UW OPDRACHTEN:
1) Op welke datum is de uitspraak van de Rechtbank Den Haag uit het tekstfragment gepubliceerd?
2) Pak het tekstfragment over de uitspraak van de Rechtbank Den Haag op na de laatste zin en schrijf het verder.

ECLI:NL:RBDHA:2021:12729

Rechtbank Den Haag

Datum uitspraak
1 november 2021
Publicatiedatum
18 november 2021
Zaaknummer
C/09/616744 / JE RK 21-2009 en C/09/619949 / JE RK 21-2579
Instantie
Rechtbank Den Haag
Type
Uitspraak
Procedures
  • Eerste aanleg - enkelvoudig
Vindplaatsen
  • Rechtspraak.nl
AI samenvatting door LexboostAutomatisch gegenereerd

Onderzoek naar ondertoezichtstelling en machtiging tot uithuisplaatsing van een minderjarige met complexe zorgbehoeften

In deze zaak heeft de kinderrechter op 1 november 2021 uitspraak gedaan over de ondertoezichtstelling en machtiging tot uithuisplaatsing van een minderjarige, geboren in 2008. De kinderrechter heeft vastgesteld dat de minderjarige, hierna te noemen [minderjarige], ernstig in haar ontwikkeling wordt bedreigd door de onrust in haar leven, voortkomend uit de moeizame verhouding tussen haar ouders. De ouders zijn gezamenlijk belast met het ouderlijk gezag, maar de communicatie tussen hen is slecht, wat leidt tot een belastende situatie voor [minderjarige]. De Raad voor de Kinderbescherming heeft een verzoek ingediend voor ondertoezichtstelling en uithuisplaatsing, omdat [minderjarige] specialistische zorg en begeleiding nodig heeft die de ouders niet kunnen bieden. Er zijn ernstige zorgen over haar kwetsbare ontwikkeling, mede door een verleden van huiselijk geweld en een autismespectrumstoornis.

VERSTREKTE GEGEVENS:
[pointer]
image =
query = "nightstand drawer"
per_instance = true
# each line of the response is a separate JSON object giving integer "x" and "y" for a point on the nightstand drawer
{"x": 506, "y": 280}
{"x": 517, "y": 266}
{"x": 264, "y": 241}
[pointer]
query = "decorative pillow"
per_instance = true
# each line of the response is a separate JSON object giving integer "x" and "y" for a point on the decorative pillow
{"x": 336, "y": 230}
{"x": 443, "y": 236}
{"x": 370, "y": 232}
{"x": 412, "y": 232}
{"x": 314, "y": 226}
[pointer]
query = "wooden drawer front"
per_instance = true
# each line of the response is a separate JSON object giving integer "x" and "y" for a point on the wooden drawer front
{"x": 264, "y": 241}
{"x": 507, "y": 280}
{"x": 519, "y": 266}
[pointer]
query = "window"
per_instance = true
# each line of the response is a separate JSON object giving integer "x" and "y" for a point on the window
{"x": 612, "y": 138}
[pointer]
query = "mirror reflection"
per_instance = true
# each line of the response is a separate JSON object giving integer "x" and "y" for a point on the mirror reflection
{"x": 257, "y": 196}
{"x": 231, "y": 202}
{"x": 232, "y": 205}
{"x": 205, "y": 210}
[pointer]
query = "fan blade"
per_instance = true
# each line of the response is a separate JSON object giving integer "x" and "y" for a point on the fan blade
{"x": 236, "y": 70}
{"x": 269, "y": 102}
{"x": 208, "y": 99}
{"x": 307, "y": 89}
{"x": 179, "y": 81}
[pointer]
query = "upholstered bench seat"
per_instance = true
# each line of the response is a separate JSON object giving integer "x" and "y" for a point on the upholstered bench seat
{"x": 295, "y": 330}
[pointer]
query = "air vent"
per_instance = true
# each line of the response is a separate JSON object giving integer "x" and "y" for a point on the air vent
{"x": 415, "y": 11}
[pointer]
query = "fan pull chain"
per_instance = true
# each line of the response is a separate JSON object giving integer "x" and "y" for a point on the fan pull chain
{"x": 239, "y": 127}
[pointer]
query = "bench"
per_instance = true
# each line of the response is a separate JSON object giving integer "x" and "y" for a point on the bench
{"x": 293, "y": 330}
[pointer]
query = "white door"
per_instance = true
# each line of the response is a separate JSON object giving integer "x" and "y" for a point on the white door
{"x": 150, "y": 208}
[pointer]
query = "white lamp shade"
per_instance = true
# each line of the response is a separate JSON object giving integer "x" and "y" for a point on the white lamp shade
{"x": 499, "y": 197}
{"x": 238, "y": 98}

ANTWOORDEN OP OPDRACHTEN:
1) 18 november 2021

2)
De kinderrechter heeft de situatie van [minderjarige] beoordeeld en geconcludeerd dat er geen acceptabel alternatief is voor een tijdelijke (crisis)plek, ondanks dat dit niet ideaal is. De kinderrechter heeft de ouders gehoord, waarbij de vader verweer heeft gevoerd tegen de uithuisplaatsing, terwijl de moeder zich niet verzet maar ook twijfels heeft over de crisisplek. De kinderrechter heeft uiteindelijk besloten om [minderjarige] onder toezicht te stellen van Stichting Jeugdbescherming west Zuid-Holland en haar uit huis te plaatsen in een accommodatie van een jeugdhulpaanbieder voor de duur van zes maanden, met de mogelijkheid tot verlenging. De kinderrechter benadrukt dat het belangrijk is dat [minderjarige] zo snel mogelijk naar een gezinshuis kan worden geplaatst, waar zij de nodige stabiliteit en zorg kan ontvangen.

Uitspraak

Rechtbank DEN HAAG

Team Jeugd- en Zorgrecht
Zaaksgegevens: C/09/616744 / JE RK 21-2009 en C/09/619949 / JE RK 21-2579
Datum uitspraak: 1 november 2021

Beschikking van de kinderrechter

Ondertoezichtstelling en machtiging tot uithuisplaatsing

in de zaak naar aanleiding van het op 19 augustus 2021 ingekomen en nadien op
28 oktober 2021 ingekomen gewijzigde verzoekschrift van:

de Raad voor de Kinderbescherming, Regio Haaglanden, hierna te noemen: de Raad,

betreffende:

[minderjarige] hierna te noemen: [minderjarige] ,geboren op [geboortedag] 2008 te [geboorteplaats] .

De kinderrechter merkt als belanghebbenden aan:

[de man]

hierna te noemen: de vader,
wonende te [woonplaats] ,

[de vrouw]

hierna te noemen: de moeder,
wonende te [woonplaats] ,
advocaat: mr. N. Wouters te Middelburg.
De kinderrechter merkt als informant aan:

Stichting Jeugdbescherming west Zuid-Holland,

hierna te noemen: de gecertificeerde instelling.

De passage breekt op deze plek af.